───── Extracted data
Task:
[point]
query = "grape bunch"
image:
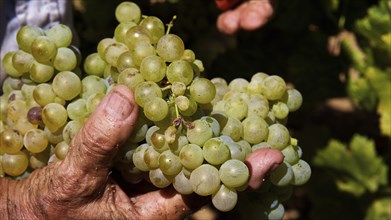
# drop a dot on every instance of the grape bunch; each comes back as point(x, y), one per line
point(192, 133)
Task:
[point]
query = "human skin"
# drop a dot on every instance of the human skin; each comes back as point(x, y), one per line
point(83, 187)
point(248, 16)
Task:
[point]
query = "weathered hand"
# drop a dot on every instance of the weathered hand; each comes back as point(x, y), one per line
point(82, 187)
point(249, 15)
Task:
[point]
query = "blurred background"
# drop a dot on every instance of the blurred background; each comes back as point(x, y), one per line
point(337, 53)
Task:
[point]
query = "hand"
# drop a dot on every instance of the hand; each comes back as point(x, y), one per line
point(82, 186)
point(249, 15)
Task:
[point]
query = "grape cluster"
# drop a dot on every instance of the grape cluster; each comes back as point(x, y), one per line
point(192, 132)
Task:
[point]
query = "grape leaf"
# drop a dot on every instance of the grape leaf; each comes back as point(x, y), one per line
point(357, 168)
point(379, 209)
point(381, 82)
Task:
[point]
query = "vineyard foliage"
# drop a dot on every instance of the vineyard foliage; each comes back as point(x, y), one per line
point(332, 51)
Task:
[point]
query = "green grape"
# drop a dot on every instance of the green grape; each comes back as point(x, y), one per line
point(53, 137)
point(43, 94)
point(34, 115)
point(35, 140)
point(43, 49)
point(234, 173)
point(170, 47)
point(138, 157)
point(8, 65)
point(205, 180)
point(77, 110)
point(66, 85)
point(273, 87)
point(236, 108)
point(65, 59)
point(169, 163)
point(199, 132)
point(216, 151)
point(290, 154)
point(26, 35)
point(156, 109)
point(128, 12)
point(125, 61)
point(293, 99)
point(151, 130)
point(121, 30)
point(186, 106)
point(136, 35)
point(213, 123)
point(145, 91)
point(54, 116)
point(232, 128)
point(180, 71)
point(177, 145)
point(70, 130)
point(225, 198)
point(236, 151)
point(60, 34)
point(155, 27)
point(151, 158)
point(112, 72)
point(221, 89)
point(278, 136)
point(191, 156)
point(94, 65)
point(202, 90)
point(188, 55)
point(258, 105)
point(113, 51)
point(255, 129)
point(10, 141)
point(22, 61)
point(39, 160)
point(181, 184)
point(102, 45)
point(153, 68)
point(130, 77)
point(283, 175)
point(140, 51)
point(91, 85)
point(16, 109)
point(40, 72)
point(280, 110)
point(301, 173)
point(158, 141)
point(14, 164)
point(238, 85)
point(93, 101)
point(276, 213)
point(178, 88)
point(159, 179)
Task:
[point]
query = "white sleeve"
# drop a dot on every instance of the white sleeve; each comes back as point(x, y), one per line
point(42, 13)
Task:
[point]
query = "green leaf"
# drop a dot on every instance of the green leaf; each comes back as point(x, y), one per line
point(381, 82)
point(357, 168)
point(380, 210)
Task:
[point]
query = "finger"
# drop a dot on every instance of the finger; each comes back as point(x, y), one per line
point(261, 163)
point(168, 204)
point(255, 14)
point(228, 22)
point(94, 146)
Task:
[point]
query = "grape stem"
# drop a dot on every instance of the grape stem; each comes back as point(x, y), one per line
point(170, 25)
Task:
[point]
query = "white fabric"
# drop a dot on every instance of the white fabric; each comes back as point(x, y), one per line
point(17, 13)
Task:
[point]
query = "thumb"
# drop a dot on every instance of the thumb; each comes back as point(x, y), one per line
point(96, 143)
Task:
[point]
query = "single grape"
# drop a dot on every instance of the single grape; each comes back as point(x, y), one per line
point(234, 173)
point(205, 180)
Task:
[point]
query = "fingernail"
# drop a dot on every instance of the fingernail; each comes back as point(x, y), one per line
point(118, 105)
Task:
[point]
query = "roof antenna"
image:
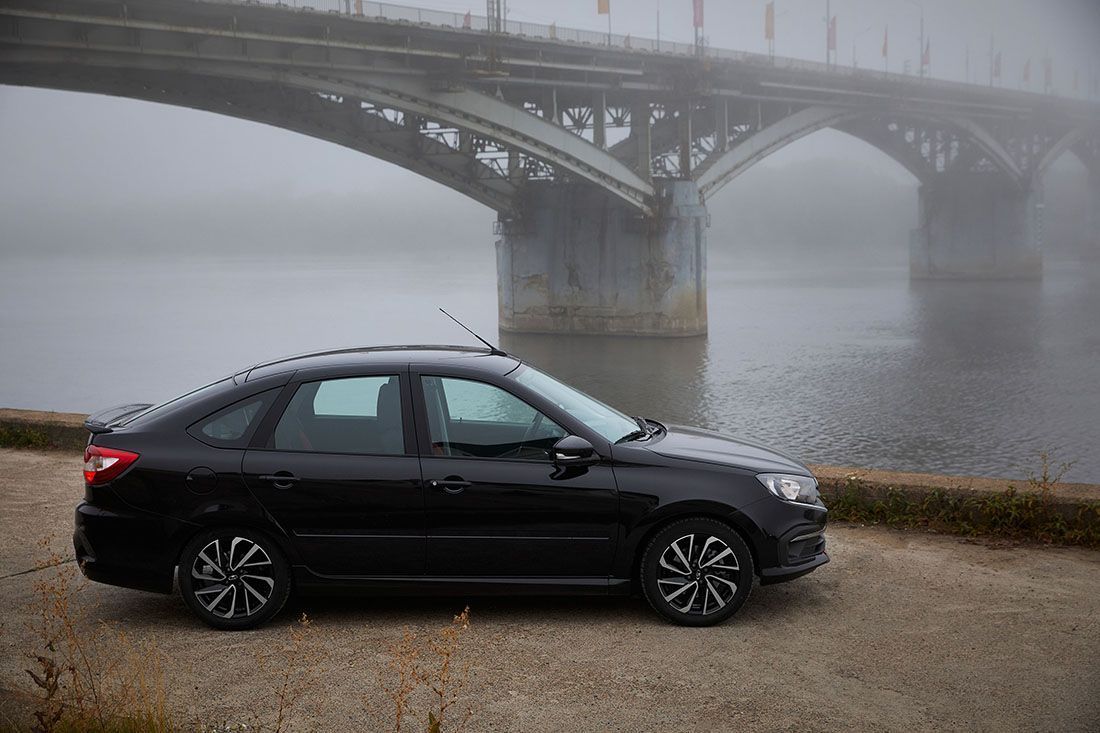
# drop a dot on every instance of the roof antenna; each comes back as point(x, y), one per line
point(492, 349)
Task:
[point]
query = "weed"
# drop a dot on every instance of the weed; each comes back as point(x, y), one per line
point(1030, 515)
point(18, 436)
point(428, 670)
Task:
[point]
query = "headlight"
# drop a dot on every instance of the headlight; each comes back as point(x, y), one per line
point(802, 489)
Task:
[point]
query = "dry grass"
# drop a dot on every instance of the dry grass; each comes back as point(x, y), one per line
point(428, 674)
point(86, 676)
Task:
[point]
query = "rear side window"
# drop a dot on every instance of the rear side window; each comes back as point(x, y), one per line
point(356, 415)
point(232, 427)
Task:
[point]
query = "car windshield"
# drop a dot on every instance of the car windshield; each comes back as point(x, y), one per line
point(607, 422)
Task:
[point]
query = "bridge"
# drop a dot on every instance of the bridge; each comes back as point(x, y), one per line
point(598, 153)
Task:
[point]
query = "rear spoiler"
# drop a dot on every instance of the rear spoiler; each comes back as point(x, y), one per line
point(106, 419)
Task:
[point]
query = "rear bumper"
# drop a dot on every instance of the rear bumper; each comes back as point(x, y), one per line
point(127, 548)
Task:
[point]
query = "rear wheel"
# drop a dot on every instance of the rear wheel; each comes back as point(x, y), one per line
point(696, 572)
point(233, 578)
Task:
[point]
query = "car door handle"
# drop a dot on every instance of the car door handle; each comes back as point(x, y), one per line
point(282, 480)
point(450, 485)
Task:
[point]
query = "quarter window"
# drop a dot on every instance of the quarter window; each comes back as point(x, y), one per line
point(233, 425)
point(469, 418)
point(353, 415)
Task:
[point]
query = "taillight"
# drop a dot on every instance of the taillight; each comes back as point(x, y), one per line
point(101, 465)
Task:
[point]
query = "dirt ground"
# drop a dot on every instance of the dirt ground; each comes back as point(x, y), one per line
point(901, 631)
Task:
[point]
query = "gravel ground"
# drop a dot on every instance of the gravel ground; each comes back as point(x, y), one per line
point(901, 631)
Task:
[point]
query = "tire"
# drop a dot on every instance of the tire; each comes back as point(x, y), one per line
point(233, 578)
point(689, 577)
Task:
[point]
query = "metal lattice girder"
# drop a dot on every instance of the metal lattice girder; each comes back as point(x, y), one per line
point(485, 112)
point(536, 145)
point(926, 145)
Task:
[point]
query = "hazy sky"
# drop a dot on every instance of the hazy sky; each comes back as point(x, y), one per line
point(100, 160)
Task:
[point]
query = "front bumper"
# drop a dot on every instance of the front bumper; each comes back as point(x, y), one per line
point(127, 548)
point(800, 550)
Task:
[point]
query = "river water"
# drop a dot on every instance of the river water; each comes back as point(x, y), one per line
point(849, 367)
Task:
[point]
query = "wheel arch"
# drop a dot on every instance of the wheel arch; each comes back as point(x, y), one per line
point(690, 510)
point(234, 520)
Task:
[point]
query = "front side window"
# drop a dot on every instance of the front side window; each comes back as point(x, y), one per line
point(596, 416)
point(474, 419)
point(352, 415)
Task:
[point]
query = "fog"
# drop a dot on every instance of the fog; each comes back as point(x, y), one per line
point(135, 176)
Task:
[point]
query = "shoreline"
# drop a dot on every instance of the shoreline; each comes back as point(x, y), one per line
point(1025, 510)
point(65, 431)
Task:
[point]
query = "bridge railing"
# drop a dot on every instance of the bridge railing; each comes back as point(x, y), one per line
point(400, 13)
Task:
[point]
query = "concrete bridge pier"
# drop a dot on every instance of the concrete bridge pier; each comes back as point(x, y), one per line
point(579, 260)
point(977, 225)
point(1093, 225)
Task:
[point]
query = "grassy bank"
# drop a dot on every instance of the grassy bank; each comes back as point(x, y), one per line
point(1023, 514)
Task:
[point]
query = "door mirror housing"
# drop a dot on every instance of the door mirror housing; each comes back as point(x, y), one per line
point(574, 450)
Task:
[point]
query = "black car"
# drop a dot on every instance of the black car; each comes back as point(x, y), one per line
point(431, 470)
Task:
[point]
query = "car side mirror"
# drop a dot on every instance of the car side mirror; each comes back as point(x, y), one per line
point(574, 450)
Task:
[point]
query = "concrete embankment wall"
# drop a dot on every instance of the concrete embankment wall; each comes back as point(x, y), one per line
point(26, 428)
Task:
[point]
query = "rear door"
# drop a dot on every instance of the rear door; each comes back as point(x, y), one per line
point(339, 471)
point(496, 503)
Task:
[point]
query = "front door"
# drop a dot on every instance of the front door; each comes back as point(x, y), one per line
point(340, 474)
point(496, 503)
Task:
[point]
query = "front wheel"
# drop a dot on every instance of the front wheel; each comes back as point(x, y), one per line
point(233, 579)
point(696, 572)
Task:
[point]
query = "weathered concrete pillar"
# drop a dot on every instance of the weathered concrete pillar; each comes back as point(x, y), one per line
point(1093, 225)
point(581, 261)
point(977, 225)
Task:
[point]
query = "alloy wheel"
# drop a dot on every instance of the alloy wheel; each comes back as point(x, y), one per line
point(697, 575)
point(232, 578)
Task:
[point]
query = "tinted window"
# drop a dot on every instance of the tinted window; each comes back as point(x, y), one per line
point(482, 420)
point(353, 415)
point(606, 420)
point(234, 425)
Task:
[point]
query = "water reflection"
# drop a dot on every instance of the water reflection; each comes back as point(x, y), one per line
point(663, 379)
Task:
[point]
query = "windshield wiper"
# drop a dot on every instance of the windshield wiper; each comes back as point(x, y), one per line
point(642, 431)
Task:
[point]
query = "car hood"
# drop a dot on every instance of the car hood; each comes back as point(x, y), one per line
point(696, 445)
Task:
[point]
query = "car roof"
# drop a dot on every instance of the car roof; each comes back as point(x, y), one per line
point(490, 360)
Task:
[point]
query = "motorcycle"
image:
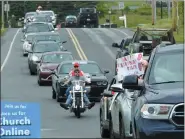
──────────
To do: Extract every line of the records that contains the string "blurred". Treat uppercase and lowercase as distinct.

Answer below:
query = "blurred background"
# drop a dot on every instance of the blurred background; each comes back as point(x, y), one per line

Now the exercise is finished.